**Task brief:** Only the lines from the line holding "Query: overcast sky" through the final line of the entries below are to be returned, exactly as they stand.

**Recorded information:**

Content starts

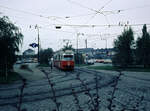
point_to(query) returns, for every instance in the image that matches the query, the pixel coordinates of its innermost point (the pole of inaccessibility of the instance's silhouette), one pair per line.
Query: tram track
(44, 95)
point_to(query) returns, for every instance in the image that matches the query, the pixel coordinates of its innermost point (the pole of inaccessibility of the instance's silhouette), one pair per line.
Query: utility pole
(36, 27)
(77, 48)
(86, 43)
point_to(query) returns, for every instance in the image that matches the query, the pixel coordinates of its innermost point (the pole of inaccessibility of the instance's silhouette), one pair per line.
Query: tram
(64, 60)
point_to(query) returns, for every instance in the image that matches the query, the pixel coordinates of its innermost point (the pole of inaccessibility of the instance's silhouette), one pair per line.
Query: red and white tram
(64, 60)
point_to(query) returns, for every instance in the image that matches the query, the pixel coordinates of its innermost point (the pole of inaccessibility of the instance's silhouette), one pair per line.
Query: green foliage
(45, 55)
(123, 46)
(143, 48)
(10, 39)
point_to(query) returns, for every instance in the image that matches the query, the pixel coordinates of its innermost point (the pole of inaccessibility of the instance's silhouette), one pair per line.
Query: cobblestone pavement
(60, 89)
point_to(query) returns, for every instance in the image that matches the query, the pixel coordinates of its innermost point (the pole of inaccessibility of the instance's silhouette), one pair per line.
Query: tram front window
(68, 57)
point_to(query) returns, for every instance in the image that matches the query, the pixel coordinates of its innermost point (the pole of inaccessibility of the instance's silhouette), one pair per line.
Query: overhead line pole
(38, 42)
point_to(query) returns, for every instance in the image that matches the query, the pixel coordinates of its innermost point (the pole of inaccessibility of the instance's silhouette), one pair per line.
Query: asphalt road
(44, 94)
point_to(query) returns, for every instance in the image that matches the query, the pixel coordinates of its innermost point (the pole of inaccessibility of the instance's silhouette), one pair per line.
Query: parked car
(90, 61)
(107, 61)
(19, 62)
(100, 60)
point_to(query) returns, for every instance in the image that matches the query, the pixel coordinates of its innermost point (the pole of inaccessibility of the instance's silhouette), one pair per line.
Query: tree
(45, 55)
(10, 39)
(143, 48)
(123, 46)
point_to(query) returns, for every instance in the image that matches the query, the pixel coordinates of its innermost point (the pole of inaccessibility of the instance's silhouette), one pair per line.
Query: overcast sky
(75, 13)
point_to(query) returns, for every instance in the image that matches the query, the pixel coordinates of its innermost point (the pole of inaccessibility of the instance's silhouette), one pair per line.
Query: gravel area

Content ends

**Response below:**
Query: overcast sky
(75, 13)
point_to(query) returns, for every instance in the image that matches the query, the pixel coordinates of its innermost point (the pole of inaccessibility of the instance's silhouette), one pair per line.
Query: gravel area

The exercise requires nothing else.